_WHAT TO PRODUCE_
Copy every line of the data that includes the string "shadow".

_DATASET EXCERPTS_

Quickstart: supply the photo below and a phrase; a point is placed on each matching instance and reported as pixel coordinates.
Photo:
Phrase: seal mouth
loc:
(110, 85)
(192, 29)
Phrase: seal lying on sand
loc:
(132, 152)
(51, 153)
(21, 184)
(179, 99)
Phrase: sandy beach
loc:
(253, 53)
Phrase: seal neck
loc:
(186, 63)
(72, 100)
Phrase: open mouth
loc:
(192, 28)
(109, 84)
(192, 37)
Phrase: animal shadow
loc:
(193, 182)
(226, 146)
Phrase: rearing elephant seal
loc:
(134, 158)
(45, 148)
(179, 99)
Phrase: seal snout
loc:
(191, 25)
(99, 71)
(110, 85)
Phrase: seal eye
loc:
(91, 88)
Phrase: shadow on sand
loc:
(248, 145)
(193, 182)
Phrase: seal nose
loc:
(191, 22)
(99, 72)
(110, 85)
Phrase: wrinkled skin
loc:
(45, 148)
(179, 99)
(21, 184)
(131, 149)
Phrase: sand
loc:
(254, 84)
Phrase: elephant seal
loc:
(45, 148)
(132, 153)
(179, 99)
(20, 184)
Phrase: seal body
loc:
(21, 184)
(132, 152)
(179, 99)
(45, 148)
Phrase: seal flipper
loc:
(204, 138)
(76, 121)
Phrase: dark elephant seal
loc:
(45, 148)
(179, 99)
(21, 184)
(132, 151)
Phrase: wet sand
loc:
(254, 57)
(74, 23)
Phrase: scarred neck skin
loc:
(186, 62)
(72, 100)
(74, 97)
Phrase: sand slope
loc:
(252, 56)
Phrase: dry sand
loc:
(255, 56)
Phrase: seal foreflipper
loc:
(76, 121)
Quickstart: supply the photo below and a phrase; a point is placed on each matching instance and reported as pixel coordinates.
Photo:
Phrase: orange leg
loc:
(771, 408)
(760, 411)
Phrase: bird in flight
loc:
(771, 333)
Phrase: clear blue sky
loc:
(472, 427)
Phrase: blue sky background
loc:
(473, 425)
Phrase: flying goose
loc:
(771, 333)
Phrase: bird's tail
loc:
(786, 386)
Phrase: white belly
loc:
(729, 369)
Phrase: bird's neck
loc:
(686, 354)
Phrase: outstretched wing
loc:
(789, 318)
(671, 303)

_EXPECTED ANSWER_
Phrase: animal shadow
Phrase: shadow on sand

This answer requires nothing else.